--- Supplied records Enclosed Below ---

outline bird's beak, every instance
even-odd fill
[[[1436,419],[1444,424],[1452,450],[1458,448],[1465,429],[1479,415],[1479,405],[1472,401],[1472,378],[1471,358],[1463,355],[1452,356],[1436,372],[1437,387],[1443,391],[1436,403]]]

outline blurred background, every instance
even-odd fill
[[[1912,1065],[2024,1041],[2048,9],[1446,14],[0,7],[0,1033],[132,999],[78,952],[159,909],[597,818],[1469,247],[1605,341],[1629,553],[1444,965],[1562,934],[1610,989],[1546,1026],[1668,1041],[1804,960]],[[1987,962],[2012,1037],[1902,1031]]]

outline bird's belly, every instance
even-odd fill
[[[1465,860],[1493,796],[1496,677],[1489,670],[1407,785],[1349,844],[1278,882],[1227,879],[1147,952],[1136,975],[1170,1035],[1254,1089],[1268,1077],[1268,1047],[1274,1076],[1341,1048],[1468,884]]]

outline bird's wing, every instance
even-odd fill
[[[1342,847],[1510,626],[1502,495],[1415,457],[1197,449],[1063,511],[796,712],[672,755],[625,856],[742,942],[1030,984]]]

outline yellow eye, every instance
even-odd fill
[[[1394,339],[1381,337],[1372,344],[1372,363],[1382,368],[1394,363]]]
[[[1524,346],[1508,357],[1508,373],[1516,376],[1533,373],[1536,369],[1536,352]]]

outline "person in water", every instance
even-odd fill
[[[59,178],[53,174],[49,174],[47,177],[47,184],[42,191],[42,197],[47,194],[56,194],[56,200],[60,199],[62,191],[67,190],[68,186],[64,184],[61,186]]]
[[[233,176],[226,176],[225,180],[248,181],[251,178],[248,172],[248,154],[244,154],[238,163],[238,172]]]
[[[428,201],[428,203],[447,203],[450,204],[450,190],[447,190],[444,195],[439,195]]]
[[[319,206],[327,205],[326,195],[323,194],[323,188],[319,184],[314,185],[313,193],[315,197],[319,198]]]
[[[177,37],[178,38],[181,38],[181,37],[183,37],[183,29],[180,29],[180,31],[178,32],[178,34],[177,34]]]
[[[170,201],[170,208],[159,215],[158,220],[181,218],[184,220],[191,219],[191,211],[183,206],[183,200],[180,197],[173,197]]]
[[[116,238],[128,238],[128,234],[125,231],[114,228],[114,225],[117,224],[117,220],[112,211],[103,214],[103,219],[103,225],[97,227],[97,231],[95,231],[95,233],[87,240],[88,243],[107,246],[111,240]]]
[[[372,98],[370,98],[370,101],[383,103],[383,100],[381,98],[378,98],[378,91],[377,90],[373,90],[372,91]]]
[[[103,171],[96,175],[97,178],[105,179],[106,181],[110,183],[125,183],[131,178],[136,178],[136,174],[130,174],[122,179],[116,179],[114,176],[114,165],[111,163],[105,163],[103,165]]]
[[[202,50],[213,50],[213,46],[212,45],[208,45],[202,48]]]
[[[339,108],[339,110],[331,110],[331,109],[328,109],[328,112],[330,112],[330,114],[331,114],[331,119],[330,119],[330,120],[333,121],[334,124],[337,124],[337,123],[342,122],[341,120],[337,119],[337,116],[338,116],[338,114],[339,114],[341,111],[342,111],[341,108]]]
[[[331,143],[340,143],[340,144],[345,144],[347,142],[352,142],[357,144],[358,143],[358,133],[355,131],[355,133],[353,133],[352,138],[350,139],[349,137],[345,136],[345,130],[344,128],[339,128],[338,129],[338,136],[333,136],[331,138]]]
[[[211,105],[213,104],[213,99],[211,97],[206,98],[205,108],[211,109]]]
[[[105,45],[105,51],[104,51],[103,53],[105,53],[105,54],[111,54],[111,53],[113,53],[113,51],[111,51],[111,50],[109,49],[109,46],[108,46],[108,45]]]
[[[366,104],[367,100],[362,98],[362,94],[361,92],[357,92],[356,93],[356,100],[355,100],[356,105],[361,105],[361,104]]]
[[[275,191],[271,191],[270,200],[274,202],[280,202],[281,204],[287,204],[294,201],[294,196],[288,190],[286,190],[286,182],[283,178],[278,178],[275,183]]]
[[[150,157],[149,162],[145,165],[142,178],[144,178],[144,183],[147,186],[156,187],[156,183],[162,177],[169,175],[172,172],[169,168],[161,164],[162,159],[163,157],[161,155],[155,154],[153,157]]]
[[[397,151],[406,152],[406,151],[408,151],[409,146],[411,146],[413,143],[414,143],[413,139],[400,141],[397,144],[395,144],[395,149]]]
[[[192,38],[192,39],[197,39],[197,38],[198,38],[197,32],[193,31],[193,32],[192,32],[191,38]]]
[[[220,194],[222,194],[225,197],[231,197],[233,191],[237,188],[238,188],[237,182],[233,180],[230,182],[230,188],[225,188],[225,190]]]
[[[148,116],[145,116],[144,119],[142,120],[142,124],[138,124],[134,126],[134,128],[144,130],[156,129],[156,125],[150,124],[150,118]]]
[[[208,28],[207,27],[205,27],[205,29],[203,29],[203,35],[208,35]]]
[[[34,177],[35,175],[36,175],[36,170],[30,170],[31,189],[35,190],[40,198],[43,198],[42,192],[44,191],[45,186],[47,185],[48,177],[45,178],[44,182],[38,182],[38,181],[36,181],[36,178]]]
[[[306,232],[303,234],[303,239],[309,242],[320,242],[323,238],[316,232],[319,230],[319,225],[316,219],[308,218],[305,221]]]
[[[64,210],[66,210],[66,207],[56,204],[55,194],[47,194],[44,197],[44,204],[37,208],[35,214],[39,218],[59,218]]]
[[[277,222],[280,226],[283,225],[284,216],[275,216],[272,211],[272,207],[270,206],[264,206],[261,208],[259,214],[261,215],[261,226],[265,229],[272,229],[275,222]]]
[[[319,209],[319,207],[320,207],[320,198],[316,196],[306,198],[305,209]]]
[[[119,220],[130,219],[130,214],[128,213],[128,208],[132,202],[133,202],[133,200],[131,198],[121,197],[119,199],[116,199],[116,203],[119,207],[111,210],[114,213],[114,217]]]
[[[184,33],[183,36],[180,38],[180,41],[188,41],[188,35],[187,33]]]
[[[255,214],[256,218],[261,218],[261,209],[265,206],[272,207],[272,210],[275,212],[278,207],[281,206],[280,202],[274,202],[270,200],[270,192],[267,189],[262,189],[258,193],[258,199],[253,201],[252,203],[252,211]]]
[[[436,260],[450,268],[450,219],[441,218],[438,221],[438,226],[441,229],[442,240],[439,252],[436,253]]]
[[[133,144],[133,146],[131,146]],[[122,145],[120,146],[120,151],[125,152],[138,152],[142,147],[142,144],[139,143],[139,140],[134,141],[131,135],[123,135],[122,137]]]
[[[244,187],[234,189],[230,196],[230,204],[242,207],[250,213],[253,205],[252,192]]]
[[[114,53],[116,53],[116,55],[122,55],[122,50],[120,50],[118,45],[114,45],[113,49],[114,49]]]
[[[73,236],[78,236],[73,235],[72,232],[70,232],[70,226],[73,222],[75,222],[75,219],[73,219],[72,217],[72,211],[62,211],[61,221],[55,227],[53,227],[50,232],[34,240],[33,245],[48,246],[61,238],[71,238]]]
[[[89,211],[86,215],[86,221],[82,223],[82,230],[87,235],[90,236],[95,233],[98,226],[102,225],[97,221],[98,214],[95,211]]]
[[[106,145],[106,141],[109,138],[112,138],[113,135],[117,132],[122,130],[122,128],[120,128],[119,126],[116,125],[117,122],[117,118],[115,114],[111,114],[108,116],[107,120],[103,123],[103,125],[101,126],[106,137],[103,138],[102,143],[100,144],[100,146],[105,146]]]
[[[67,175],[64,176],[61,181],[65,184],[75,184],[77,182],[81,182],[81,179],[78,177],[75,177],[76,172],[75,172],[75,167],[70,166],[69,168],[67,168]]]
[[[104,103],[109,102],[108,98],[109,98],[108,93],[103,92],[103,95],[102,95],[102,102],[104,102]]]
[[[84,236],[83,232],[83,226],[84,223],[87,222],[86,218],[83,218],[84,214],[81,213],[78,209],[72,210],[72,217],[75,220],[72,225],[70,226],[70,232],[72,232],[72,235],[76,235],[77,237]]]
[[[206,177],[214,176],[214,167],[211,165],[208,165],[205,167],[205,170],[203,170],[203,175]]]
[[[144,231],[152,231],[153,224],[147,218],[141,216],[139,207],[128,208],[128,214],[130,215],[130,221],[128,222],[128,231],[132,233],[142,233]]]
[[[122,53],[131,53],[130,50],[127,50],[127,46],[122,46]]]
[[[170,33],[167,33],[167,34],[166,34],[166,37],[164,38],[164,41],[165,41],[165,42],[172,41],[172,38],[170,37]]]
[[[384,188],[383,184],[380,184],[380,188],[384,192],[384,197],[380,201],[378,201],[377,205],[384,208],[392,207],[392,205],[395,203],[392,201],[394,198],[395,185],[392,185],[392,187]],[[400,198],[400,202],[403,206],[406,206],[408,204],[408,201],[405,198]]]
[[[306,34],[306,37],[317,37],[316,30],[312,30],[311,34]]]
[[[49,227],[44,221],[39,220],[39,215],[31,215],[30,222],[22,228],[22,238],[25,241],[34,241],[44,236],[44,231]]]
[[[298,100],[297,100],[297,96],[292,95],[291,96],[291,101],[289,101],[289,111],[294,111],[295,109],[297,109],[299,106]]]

--- End of Enclosed Supplied records ---

## Your goal
Retrieve each line from the records above where the word "outline" occurs.

## Answer below
outline bird's beak, every instance
outline blurred background, every instance
outline bird's belly, every instance
outline bird's wing, every instance
outline yellow eye, every instance
outline "person in water", every instance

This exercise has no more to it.